►
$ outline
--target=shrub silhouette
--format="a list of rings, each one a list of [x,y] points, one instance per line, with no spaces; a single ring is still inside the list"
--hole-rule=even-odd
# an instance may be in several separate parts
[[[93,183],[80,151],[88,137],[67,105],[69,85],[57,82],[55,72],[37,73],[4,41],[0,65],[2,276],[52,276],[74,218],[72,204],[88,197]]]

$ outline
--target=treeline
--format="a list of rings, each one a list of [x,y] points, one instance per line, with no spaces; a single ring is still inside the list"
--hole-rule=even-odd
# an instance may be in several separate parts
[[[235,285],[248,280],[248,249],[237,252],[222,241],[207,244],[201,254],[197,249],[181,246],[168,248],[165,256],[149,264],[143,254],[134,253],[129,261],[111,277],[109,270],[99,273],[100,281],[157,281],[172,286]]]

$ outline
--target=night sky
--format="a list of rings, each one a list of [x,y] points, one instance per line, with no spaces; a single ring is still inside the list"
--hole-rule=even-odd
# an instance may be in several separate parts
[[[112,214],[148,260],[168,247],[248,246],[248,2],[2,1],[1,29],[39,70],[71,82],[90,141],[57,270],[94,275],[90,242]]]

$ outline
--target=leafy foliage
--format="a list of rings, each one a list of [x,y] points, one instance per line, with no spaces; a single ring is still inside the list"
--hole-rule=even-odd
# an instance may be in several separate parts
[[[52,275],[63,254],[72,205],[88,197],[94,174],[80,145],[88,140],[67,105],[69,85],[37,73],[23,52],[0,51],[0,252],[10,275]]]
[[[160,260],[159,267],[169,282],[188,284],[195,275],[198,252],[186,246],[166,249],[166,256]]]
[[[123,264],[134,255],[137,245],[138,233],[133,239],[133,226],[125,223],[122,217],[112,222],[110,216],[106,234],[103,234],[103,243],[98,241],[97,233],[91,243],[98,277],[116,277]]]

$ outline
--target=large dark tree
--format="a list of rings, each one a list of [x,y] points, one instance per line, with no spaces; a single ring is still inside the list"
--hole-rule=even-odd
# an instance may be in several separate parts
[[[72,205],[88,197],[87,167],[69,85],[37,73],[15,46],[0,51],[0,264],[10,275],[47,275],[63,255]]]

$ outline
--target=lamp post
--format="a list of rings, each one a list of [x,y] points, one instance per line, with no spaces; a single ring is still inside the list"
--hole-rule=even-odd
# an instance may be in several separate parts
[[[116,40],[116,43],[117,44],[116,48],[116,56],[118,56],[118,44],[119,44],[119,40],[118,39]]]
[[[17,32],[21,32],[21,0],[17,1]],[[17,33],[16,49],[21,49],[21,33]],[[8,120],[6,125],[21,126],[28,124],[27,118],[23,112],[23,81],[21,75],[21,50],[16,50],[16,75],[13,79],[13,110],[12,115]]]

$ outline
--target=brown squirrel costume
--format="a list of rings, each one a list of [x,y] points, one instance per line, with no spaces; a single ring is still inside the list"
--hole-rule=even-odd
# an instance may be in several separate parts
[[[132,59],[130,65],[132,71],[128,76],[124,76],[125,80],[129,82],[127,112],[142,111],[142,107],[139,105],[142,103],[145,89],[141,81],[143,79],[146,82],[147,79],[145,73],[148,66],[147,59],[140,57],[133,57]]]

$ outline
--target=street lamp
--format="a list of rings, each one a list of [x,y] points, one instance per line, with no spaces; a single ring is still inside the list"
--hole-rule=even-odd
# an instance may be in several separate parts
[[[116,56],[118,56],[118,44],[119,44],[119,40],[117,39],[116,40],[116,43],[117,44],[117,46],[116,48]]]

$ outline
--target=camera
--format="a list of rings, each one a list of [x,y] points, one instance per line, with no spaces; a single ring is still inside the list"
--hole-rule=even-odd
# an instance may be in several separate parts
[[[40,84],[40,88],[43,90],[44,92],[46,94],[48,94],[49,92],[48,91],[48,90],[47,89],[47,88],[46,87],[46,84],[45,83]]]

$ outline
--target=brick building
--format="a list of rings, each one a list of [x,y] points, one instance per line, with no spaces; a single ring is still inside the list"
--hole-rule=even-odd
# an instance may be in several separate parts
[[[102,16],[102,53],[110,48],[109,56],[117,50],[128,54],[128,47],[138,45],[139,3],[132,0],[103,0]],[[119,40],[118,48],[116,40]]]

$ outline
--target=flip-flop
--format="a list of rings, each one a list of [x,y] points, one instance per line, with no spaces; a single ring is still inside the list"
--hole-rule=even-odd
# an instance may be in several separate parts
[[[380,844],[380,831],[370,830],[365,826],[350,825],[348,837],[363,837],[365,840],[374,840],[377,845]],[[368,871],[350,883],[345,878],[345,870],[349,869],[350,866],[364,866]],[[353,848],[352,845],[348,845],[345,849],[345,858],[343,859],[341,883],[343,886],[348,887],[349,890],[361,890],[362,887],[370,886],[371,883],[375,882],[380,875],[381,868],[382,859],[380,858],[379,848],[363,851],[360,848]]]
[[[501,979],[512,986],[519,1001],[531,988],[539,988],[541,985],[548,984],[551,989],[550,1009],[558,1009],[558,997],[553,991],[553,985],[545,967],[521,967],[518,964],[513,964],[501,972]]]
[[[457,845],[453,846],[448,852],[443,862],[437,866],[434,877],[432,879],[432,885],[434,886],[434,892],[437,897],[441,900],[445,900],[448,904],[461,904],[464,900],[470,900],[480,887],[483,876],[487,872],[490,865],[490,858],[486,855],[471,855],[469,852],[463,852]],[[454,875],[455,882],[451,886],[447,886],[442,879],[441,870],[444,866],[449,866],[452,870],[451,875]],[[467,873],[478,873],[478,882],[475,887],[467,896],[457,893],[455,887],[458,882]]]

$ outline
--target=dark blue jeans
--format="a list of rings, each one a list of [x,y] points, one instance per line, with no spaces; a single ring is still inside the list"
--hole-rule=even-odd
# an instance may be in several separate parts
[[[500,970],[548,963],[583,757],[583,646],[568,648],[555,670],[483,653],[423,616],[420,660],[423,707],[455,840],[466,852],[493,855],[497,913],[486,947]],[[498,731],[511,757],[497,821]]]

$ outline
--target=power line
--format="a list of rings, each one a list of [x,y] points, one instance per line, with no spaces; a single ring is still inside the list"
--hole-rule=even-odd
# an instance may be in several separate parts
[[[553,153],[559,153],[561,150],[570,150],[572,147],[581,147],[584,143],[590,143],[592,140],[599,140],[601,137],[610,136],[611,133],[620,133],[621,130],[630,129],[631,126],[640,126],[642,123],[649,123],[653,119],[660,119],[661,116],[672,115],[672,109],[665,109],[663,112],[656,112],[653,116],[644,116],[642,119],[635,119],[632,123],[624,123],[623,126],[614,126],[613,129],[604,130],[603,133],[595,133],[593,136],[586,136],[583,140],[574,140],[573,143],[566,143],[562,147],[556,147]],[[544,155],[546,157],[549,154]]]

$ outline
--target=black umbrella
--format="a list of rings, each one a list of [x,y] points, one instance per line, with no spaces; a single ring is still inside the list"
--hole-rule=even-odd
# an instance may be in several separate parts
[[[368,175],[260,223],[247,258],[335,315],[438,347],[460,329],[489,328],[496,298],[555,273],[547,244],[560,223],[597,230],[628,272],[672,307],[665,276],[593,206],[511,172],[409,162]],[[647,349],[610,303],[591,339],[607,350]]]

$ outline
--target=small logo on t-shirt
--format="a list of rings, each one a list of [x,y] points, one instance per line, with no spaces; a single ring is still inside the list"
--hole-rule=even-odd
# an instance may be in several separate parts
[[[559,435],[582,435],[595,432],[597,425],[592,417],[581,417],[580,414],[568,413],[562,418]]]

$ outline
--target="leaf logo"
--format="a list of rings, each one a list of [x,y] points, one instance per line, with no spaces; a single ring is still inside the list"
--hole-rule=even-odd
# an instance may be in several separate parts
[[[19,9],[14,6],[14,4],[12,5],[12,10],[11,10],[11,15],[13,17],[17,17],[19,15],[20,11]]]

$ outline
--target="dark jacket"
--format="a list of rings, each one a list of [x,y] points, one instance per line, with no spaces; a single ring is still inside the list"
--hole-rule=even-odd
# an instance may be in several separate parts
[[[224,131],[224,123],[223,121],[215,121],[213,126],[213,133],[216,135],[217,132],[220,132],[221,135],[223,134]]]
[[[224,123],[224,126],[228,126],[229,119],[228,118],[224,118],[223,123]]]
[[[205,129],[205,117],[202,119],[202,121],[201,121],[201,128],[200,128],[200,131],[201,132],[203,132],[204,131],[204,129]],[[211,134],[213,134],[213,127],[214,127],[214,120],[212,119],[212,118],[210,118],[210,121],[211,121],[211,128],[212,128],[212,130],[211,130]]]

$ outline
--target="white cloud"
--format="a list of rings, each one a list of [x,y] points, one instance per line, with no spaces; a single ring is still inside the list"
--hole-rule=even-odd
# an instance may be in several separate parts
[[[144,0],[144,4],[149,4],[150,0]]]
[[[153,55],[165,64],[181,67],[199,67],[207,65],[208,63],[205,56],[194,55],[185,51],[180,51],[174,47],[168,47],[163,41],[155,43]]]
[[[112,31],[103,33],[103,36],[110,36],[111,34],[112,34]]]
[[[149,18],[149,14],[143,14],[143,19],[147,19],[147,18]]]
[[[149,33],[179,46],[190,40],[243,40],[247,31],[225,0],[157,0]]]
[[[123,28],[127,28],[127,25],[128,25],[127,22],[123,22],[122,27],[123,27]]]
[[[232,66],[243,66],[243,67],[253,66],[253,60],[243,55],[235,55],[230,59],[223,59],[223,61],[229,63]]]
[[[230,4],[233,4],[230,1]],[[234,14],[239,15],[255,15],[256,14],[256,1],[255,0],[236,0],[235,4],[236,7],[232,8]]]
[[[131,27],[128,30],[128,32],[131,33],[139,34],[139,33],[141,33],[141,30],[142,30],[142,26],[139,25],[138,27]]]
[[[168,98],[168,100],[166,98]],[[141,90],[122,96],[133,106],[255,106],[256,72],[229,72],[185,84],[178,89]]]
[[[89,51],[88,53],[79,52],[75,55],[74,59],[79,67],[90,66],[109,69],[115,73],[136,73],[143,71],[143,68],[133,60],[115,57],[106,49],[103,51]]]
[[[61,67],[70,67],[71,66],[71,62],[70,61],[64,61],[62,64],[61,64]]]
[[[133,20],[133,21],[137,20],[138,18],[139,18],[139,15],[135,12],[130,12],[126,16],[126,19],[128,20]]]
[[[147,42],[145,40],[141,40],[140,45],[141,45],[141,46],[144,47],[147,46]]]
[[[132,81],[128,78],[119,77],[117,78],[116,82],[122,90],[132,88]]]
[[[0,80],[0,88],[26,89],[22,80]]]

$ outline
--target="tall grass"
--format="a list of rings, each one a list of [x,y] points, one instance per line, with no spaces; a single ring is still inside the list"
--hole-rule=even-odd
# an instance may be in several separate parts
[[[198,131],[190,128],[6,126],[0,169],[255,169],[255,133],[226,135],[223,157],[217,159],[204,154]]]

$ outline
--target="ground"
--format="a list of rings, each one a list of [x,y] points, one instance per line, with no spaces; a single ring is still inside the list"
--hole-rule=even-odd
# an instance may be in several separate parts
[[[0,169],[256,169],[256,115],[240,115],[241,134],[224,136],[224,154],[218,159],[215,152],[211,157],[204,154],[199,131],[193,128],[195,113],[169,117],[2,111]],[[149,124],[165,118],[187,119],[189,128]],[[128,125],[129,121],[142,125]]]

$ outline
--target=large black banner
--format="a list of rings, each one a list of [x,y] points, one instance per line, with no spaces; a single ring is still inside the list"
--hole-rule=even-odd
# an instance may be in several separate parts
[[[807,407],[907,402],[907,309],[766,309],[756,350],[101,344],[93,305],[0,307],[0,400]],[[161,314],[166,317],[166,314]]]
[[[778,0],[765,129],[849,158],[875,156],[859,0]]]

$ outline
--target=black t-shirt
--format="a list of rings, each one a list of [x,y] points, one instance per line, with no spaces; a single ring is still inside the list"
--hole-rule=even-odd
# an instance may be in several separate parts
◄
Requirements. Collect every line of the records that contains the word "lamp" and copy each one out.

Problem solution.
--target=lamp post
--target=street lamp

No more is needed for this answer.